Texte cité:
↓↓↓

Les clans de la Camorra en recomposition
Depuis la fin du mois d’octobre 2006, la Camorra, la mafia de la Campanie (Naples et sa région), connaît une recrudescence de violence avec douze assassinats perpétrés en deux mois. Cela porte à soixante-quinze le nombre de meurtres intervenus depuis le début de l’année. A l’image de la France – où une note des Renseignements généraux annonçait des tensions à l’occasion de l’anniversaire des émeutes d’octobre/novembre 2005 – en Italie, le rapport semestriel des services de renseignement envoyé au Parlement faisait état d’un risque de reprise des affrontements entre les différents clans. Si dans le premier cas, les prédictions se sont révélées alarmistes (mais toutes les mesures avaient été prises par les forces de police pour éviter un nouveau déchaînement de violence), dans le deuxième, elles se sont avérées justes.
Le 22 octobre, des tueurs tirent, au milieu de la foule dans le quartier de San Giovanni, à Teduccio et abattent Salvatore Attanasio (37 ans), une personne surveillée par la police. Le même jour, Antonio Invito, un chanteur de 36 ans est assassiné en raison de ses activités de vente de stupéfiants à Acerra, une ville de la grande banlieue Est.
Le 23 octobre, dans un parc au nord de la ville, Umberto Autiero, un jeune homme de 25 ans, est assassiné à son tour.
Le 26 octobre, Ciro De Falco, 42 ans, membre de haut rang du clan De Sena-Di Fiore tombe dans un guet-apens à Acerra.
Le 27 octobre, toujours au milieu de la foule, à Torre del Greco (une ville de la banlieue sud), Luigi Loffredo est abattu.
Le 28 octobre, Patricia Marino, 65 ans, issu d’une famille de la Camorra proche du clan Di Lauro est assassinée. Au nom de la guerre des clans, elle avait déjà perdu son mari, dix ans auparavant, et ses deux enfants, en juin dernier.
Le 30 octobre, une embuscade en plein centre de Naples a raison de Vincenzo Prestigiacomo, gendre d’Umberto Misso, le frère du chef de clan Giuseppe Misso (quartier de la Sanità).

↑↑↑

Vos consignes:
Reproduisez à l’identique le passage du texte sur la Camorra qui commence à « Le 22 octobre, des » et va jusqu’à « Loffredo est abattu. » inclus.

Entrées de données:
↓↓↓

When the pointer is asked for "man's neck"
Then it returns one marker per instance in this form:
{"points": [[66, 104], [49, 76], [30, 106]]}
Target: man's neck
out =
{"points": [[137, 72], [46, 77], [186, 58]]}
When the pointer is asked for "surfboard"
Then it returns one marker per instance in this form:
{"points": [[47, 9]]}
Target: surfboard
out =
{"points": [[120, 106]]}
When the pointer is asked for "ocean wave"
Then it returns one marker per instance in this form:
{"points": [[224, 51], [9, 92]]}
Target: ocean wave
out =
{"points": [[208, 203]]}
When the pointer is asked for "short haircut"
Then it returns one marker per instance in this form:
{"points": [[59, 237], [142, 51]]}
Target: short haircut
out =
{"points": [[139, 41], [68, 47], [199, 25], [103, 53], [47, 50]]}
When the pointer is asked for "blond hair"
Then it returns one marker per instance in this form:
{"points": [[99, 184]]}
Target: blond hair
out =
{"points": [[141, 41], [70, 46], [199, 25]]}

↑↑↑

Réponse complète:
Le 22 octobre, des tueurs tirent, au milieu de la foule dans le quartier de San Giovanni, à Teduccio et abattent Salvatore Attanasio (37 ans), une personne surveillée par la police. Le même jour, Antonio Invito, un chanteur de 36 ans est assassiné en raison de ses activités de vente de stupéfiants à Acerra, une ville de la grande banlieue Est.
Le 23 octobre, dans un parc au nord de la ville, Umberto Autiero, un jeune homme de 25 ans, est assassiné à son tour.
Le 26 octobre, Ciro De Falco, 42 ans, membre de haut rang du clan De Sena-Di Fiore tombe dans un guet-apens à Acerra.
Le 27 octobre, toujours au milieu de la foule, à Torre del Greco (une ville de la banlieue sud), Luigi Loffredo est abattu.